DIRECTIONS FOR THIS TASK
If a line of the data below contains the string "table", copy it into your answer.

Segment Start: DATA SUPPLIED

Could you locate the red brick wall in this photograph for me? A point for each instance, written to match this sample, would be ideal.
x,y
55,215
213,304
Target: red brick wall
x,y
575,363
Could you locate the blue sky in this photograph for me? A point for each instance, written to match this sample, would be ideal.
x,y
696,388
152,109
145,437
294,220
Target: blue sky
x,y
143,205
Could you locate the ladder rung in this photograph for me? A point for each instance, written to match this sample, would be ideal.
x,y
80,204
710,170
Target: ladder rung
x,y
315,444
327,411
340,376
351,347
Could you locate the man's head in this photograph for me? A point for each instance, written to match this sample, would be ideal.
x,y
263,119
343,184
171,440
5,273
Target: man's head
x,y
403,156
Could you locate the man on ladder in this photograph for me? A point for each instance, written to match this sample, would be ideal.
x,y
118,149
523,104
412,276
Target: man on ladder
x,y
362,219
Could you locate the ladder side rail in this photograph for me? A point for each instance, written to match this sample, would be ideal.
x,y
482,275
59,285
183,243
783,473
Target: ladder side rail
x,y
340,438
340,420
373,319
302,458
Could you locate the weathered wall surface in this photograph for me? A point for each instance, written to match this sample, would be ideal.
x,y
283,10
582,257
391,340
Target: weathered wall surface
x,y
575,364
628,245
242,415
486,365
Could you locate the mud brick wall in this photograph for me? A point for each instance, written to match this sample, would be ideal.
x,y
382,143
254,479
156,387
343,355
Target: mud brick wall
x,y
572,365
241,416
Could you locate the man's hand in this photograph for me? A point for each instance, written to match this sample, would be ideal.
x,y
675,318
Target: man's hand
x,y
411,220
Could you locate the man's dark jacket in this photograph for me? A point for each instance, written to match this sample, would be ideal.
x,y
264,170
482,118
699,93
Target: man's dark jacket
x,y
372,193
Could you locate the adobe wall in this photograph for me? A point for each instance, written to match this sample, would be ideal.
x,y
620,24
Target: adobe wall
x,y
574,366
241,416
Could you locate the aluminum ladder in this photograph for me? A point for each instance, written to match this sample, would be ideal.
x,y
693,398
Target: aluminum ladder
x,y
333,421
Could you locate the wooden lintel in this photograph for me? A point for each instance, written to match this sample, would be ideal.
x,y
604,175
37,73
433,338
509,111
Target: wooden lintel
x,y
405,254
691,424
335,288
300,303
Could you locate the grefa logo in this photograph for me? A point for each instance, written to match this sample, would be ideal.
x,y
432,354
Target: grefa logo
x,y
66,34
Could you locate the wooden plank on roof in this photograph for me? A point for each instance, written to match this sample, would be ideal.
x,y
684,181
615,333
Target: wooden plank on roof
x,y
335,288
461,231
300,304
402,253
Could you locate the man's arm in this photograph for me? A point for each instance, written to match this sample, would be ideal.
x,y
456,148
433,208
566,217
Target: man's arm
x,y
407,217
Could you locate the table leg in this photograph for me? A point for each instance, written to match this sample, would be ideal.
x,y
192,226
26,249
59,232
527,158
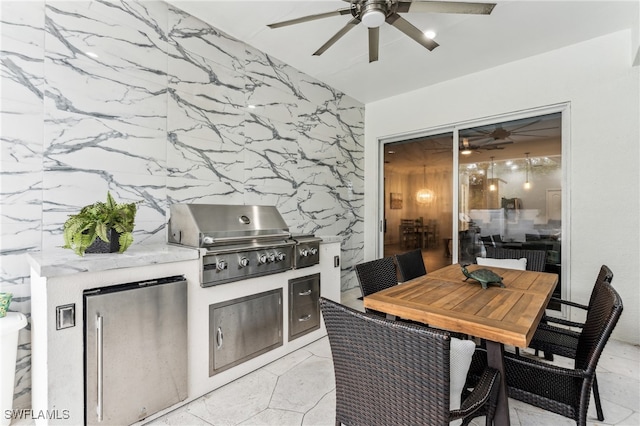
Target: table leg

Segment End: DATA SUPPLIED

SOLUTION BELOW
Could you locate the table leg in this photograph for me? A point for each instance, written to match this sample, would be ideal.
Target: table leg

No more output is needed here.